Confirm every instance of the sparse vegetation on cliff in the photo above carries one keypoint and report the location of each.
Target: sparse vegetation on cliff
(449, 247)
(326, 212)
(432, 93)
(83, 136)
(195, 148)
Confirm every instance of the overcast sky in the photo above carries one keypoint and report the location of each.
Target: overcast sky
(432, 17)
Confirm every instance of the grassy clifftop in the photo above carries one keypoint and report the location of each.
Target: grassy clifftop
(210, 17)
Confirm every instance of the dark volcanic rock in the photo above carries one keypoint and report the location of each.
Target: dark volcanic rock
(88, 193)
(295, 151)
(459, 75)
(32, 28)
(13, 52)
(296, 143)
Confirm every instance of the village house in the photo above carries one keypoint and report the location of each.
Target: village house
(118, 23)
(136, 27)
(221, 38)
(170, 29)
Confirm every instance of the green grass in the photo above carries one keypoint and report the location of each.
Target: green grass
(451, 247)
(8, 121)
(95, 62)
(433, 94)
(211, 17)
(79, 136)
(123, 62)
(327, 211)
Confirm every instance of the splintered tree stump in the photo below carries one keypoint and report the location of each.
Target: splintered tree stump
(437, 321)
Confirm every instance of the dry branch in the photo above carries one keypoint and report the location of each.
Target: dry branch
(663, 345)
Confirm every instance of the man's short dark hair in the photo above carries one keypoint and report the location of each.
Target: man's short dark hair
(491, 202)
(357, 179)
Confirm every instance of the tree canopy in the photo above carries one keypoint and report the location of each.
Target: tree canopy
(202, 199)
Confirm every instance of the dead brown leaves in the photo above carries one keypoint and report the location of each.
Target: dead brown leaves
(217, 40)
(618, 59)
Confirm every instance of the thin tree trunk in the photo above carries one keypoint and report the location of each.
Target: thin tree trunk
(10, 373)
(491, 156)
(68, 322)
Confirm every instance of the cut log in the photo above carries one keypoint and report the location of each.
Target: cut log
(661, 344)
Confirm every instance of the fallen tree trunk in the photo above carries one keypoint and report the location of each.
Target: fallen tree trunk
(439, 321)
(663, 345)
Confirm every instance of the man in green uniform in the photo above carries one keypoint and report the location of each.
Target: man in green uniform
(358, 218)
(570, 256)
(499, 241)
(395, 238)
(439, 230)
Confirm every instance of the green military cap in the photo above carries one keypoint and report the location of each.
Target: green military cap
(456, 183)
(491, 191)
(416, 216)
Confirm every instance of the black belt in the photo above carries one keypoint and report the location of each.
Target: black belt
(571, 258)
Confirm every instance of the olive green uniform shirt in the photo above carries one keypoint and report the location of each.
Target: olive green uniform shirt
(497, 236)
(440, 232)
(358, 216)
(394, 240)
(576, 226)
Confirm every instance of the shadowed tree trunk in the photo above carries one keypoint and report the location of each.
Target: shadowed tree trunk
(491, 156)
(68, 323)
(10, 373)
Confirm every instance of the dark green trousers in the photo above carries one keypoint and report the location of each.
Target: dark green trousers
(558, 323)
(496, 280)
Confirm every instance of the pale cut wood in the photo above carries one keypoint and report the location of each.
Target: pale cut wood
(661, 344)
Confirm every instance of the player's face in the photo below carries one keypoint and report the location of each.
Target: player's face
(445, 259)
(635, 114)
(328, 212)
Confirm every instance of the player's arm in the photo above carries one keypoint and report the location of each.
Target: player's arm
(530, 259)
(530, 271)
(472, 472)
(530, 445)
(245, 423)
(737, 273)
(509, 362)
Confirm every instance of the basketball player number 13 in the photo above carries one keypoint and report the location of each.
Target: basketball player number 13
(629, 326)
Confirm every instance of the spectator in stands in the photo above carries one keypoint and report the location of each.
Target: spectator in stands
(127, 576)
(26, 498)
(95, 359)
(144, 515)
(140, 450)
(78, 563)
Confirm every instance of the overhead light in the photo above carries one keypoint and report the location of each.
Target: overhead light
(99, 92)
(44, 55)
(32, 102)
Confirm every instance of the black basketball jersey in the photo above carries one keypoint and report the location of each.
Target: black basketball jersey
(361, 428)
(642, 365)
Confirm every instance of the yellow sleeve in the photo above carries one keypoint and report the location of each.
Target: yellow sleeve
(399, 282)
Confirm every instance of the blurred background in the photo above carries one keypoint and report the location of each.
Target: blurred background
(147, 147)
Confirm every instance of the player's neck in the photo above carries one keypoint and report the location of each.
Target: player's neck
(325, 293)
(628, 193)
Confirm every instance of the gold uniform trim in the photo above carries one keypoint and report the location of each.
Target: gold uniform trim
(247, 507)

#####

# Your goal
From the records above, extract every entry verbatim.

# Solution for this task
Confirm every instance of the sparse vegetation on cliff in the photo above carries one keypoint and report the location of each.
Target: sparse vegetation on cliff
(449, 247)
(326, 212)
(432, 93)
(83, 136)
(195, 148)
Confirm every instance of the overcast sky in the photo above carries one keypoint and report the location of each.
Target: overcast sky
(432, 17)
Confirm every instance of the grassy clifftop in the photo above carries one keypoint and report the location of each.
Target: grassy clifftop
(210, 17)
Confirm every instance of the dark volcanic rock in the photo above carries one keypoint and report the location of each.
Target: dark volcanic rock
(88, 193)
(295, 151)
(459, 75)
(32, 28)
(13, 52)
(296, 143)
Confirm every instance of the village house in the photo above carries one keypoint and report the location of each.
Target: village house
(118, 23)
(136, 27)
(221, 38)
(170, 29)
Confirm every instance of the green grass in the photo above carries one keypoint and report the location of each.
Target: green grass
(451, 247)
(8, 121)
(95, 62)
(433, 94)
(211, 17)
(79, 136)
(123, 62)
(327, 211)
Confirm every instance of the splintered tree stump in the photo below carries one keypoint and report the location of each.
Target: splintered tree stump
(437, 321)
Confirm every instance of the dry branch in the photo above carries one keypoint and report the location of each.
Target: dry branch
(663, 345)
Confirm every instance of the man's short dark hair in the photo above carries one keypoint and report the location of each.
Target: man's short dark hair
(491, 202)
(357, 179)
Confirm every instance of the tree canopy in the photo above carries one keypoint and report the location of each.
Target: tree canopy
(202, 199)
Confirm every instance of the dead brown leaves in the photo above carries one keypoint and report the location of each.
Target: dead brown leaves
(217, 40)
(618, 59)
Confirm every instance of the thin tree trunk in the photo above carries one keypoint and report the location of each.
Target: thin tree trunk
(10, 373)
(491, 156)
(68, 322)
Confirm every instance of the cut log in the photo above carries one keypoint and report the location of each.
Target: cut log
(661, 344)
Confirm every instance of the fallen tree trunk in the photo above carries one keypoint and report the location of each.
Target: fallen tree trunk
(439, 321)
(663, 345)
Confirm every instance of the man in green uniform in the photo above carries one keypoint and report the location of each.
Target: man in green uniform
(358, 218)
(570, 256)
(499, 241)
(395, 238)
(439, 230)
Confirm every instance of the green military cap in the photo above carries one keypoint and report the location of each.
Target: green military cap
(456, 183)
(491, 191)
(416, 216)
Confirm every instance of the black belt in the photo above carries one keypoint and report the location of each.
Target: black belt
(571, 258)
Confirm every instance of the olive green uniform shirt in the photo above carries one keypoint and report the location of each.
Target: olive green uniform shirt
(497, 236)
(440, 232)
(358, 216)
(394, 240)
(576, 226)
Confirm every instance of the shadowed tree trunk in the photo above carries one keypoint and report the location of each.
Target: shadowed tree trunk
(491, 156)
(68, 323)
(10, 373)
Confirm every instance of the dark green trousers in the photo above carries one keypoint and report the location of each.
Target: dark green trousers
(558, 323)
(496, 280)
Confirm every instance of the pale cut wood in the photo above carries one keypoint and report the location of each.
Target: pale cut wood
(661, 344)
Confirm every instance of the player's face in the photo below carries one keypoint and report the location of each.
Target: player's face
(445, 259)
(635, 114)
(328, 212)
Confirm every instance of the player's arm in the photo above carries one keypoint and report the location of each.
Target: player's arm
(530, 259)
(530, 271)
(472, 472)
(530, 445)
(245, 423)
(737, 273)
(509, 362)
Confirm every instance of the basketball player number 13 in the photo above carries one keypoint and report the location of each.
Target: basketball player number 13
(629, 326)
Confirm every instance of the spectator in stands in the photo above carries one keypoint and report the location of each.
Target: spectator in stands
(127, 576)
(26, 498)
(95, 359)
(144, 515)
(140, 450)
(78, 563)
Confirm every instance of the overhead light in the photo above carries one keypoint and report the location of each.
Target: overhead light
(99, 92)
(44, 55)
(32, 102)
Confirm every instance of the black basketball jersey in the photo above carries one keypoint and report the location of each.
Target: black basketball jersey
(361, 428)
(642, 365)
Confirm every instance of the yellow sleeve in the photo above carries one keypoint and report the location of each.
Target: yellow sleeve
(399, 282)
Confirm every instance of the blurred background in the photo above carries one keypoint and report the location of each.
Target: blurred background
(147, 147)
Confirm every instance of the player's neck in the photo above carries one keypoint and report the location of each.
Target: player's neck
(325, 293)
(628, 193)
Confirm every instance of the gold uniform trim in the photo above carries one keypoint and report the location of each.
Target: gold uniform trim
(247, 507)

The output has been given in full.